*Exercise prompt:* Return all of the lines below exactly as they are.

*Supplied records:*

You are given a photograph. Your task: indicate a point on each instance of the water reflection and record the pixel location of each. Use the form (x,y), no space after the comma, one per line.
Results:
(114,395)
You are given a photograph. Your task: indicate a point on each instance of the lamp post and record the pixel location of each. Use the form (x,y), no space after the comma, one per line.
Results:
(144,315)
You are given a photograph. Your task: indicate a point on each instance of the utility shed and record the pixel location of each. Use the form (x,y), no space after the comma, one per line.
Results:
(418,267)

*Exercise output:*
You are given a photograph. Your task: indicate a point on each instance of the water reflection and record the pixel location of each. Use the form (x,y), no space after the comma, one per line.
Results:
(114,395)
You are given a photograph. Your task: indicate a point on each instance of the lamp post and record the pixel location of each. Use the form (x,y), no space after the comma, one per line.
Results:
(144,315)
You are given a photograph. Your task: indicate a point on each instance of the utility shed and record the pixel location of each. Use the form (x,y), no space after the comma, one per line.
Results:
(418,267)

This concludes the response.